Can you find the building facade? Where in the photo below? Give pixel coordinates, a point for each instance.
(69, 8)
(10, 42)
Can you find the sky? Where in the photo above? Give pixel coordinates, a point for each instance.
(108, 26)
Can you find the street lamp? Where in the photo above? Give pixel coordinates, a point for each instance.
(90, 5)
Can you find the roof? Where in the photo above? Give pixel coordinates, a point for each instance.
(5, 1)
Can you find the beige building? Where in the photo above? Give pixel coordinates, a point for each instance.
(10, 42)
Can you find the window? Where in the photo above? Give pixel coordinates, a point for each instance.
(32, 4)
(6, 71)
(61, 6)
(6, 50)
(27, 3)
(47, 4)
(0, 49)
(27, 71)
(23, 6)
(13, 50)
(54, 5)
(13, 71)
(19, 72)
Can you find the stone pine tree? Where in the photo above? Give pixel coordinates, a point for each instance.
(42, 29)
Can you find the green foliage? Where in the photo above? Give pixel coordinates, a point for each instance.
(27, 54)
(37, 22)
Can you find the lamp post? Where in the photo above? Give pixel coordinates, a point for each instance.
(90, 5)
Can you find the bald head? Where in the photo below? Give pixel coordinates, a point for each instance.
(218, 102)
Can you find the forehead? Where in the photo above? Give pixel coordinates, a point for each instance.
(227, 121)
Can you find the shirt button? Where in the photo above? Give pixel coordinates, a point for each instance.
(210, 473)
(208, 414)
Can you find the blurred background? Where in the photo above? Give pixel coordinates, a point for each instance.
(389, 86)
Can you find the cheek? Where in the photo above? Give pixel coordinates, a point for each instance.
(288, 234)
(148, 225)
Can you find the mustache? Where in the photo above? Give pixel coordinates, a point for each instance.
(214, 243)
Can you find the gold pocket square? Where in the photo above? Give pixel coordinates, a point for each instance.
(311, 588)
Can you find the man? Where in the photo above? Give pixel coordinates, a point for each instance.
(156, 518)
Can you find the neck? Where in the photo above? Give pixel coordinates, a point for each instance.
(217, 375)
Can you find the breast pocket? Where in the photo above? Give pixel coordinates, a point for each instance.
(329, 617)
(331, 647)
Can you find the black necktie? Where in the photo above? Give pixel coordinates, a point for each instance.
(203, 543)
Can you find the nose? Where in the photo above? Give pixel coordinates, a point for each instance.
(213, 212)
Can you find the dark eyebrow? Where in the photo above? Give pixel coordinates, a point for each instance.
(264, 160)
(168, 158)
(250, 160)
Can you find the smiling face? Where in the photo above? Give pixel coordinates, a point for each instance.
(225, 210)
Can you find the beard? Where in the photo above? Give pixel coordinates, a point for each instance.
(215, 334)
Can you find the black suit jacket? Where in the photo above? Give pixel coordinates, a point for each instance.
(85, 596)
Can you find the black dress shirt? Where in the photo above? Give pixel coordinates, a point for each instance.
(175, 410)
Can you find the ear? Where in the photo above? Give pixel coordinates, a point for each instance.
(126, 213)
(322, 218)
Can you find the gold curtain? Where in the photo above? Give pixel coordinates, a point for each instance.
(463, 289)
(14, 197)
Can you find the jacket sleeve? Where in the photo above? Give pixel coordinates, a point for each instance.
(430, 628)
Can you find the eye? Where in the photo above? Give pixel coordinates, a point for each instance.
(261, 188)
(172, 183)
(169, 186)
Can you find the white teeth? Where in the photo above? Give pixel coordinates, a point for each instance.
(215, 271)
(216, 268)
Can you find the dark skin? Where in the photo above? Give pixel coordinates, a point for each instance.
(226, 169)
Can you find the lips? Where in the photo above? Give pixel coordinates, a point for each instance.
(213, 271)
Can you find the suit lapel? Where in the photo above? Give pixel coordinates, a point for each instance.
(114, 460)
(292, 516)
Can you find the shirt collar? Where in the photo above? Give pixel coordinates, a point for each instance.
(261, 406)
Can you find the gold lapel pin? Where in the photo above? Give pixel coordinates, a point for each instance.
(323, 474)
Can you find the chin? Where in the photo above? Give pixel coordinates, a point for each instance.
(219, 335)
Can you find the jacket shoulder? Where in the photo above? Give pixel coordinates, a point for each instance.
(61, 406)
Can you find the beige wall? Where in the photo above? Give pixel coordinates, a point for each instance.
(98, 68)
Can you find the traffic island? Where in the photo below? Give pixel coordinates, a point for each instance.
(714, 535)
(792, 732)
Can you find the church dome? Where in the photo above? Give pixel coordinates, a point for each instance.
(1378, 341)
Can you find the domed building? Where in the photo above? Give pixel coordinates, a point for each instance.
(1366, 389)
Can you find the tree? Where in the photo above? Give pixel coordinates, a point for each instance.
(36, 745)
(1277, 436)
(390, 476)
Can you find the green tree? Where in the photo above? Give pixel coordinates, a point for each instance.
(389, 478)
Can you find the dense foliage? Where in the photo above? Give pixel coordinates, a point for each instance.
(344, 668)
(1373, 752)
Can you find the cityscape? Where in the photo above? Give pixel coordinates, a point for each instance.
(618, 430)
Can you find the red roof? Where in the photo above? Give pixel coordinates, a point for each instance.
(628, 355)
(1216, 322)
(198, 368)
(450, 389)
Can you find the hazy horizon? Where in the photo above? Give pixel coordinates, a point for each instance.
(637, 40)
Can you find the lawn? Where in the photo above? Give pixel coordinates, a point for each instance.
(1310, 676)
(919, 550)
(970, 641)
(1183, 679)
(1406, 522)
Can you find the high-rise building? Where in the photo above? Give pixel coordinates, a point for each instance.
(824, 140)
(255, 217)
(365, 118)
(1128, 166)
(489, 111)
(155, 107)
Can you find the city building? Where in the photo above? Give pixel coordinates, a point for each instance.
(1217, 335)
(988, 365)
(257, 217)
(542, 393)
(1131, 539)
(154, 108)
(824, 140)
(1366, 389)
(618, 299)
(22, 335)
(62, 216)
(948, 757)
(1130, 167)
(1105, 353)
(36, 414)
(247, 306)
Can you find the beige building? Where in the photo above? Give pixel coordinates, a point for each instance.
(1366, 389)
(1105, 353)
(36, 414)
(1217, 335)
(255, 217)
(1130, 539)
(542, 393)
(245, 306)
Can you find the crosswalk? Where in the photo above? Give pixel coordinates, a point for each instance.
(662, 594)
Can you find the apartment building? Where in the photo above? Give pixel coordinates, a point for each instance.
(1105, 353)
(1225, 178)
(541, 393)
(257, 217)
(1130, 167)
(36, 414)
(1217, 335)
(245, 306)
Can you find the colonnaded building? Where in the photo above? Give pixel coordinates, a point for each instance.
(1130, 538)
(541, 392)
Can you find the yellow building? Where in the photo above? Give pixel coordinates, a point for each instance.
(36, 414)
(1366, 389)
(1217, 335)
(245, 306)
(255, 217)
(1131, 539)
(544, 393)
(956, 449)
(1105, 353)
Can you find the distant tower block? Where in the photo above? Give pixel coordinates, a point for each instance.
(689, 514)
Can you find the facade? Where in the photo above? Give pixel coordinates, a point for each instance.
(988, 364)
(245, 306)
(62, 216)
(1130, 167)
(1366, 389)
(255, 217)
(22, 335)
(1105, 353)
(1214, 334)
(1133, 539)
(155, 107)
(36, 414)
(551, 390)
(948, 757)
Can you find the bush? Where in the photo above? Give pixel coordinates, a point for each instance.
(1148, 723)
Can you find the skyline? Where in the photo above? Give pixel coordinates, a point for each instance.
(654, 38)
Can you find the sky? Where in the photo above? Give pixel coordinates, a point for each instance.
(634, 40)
==*==
What you will do: Output the line holding "Can you find the facade?", then every later line through the end of the records above, exactly as given and nothing else.

Your solution:
Can you find the facade? Where in the photo above? Give pixel coordinates, a point for each instance.
(988, 364)
(245, 306)
(62, 216)
(1130, 167)
(1366, 389)
(255, 217)
(22, 335)
(1105, 353)
(1214, 334)
(1133, 539)
(155, 107)
(36, 414)
(551, 390)
(948, 757)
Can you find the bush? Where in the photo above? Give pixel coordinates, a point for each instance.
(1148, 723)
Can you find the skyline? Where in the photo above? Give pixel coordinates, a point for each instance.
(654, 38)
Can you find the sky? Where in the photo above? Give pixel coordinates, a point for each instance.
(634, 40)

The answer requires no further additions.